With utmost redundancy, we deduce that moral good is identical to that good for the survival of the group found in selected-for human social capacities — Kenosha Kid
How do you
deduce this? This is precisely the is-ought problem. You have social capacities that are "good for" (contribute to) the survival of human groups, and an explanation for why humans today have those traits (they are the traits that our ancestors had, who became out ancestors because they survived, thanks to having those traits).
But still, someone asks "What ought we do?" and your answer is "We are inclined to do these things." If they ask "Yes, we are inclined that way, but
is that right?" and you say "It's what helped our ancestors survive", you're still dodging the question. Saying something "is" in response to a question of what "ought" is a non-answer, unless you and the audience already agree on some "ought". You give an account on why we probably
do agree on some "oughts", but that account isn't itself any answer to an "ought" question; you could just as validly point out simply that we already agree on an "ought", with no explanation needed, and then proceed from there. The evolutionary cause of our agreement isn't relevant; just the agreement itself is sufficient.
It's like if I ask what flavor of ice cream I should buy, and you tell me "chocolate is popular". Okay? Does that mean I should buy chocolate? Or that I shouldn't buy chocolate? Is popularity a good thing or a bad thing? In this case, the question is a stupid one to begin with, because the person asking the question has way more information about what flavor of chocolate would best please them than anyone else, and the question is probably rhetorical anyway. But that aside, telling them a fact about people's ice cream preferences is irrelevant, unless they already are of the opinion that they ought or ought not follow the crowds. You could tell them some evolutionary fact about why people evolved to crave certain flavors, but still that's not going to help them answer their question.

______

(Task goal):
Please extract the full passage on the is-ought problem above, word for word.

(Information supplied):
______

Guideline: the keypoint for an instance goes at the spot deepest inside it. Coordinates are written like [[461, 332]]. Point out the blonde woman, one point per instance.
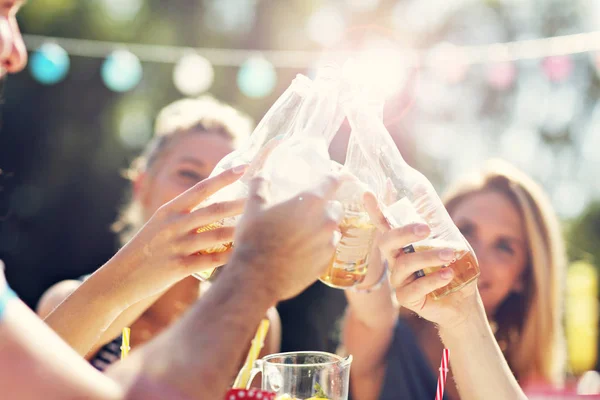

______

(Result for this exercise):
With utmost redundancy, we deduce that moral good is identical to that good for the survival of the group found in selected-for human social capacities — Kenosha Kid
How do you
deduce this? This is precisely the is-ought problem. You have social capacities that are "good for" (contribute to) the survival of human groups, and an explanation for why humans today have those traits (they are the traits that our ancestors had, who became out ancestors because they survived, thanks to having those traits).
But still, someone asks "What ought we do?" and your answer is "We are inclined to do these things." If they ask "Yes, we are inclined that way, but
is that right?" and you say "It's what helped our ancestors survive", you're still dodging the question. Saying something "is" in response to a question of what "ought" is a non-answer, unless you and the audience already agree on some "ought". You give an account on why we probably
do agree on some "oughts", but that account isn't itself any answer to an "ought" question; you could just as validly point out simply that we already agree on an "ought", with no explanation needed, and then proceed from there. The evolutionary cause of our agreement isn't relevant; just the agreement itself is sufficient.
It's like if I ask what flavor of ice cream I should buy, and you tell me "chocolate is popular". Okay? Does that mean I should buy chocolate? Or that I shouldn't buy chocolate? Is popularity a good thing or a bad thing? In this case, the question is a stupid one to begin with, because the person asking the question has way more information about what flavor of chocolate would best please them than anyone else, and the question is probably rhetorical anyway. But that aside, telling them a fact about people's ice cream preferences is irrelevant, unless they already are of the opinion that they ought or ought not follow the crowds. You could tell them some evolutionary fact about why people evolved to crave certain flavors, but still that's not going to help them answer their question.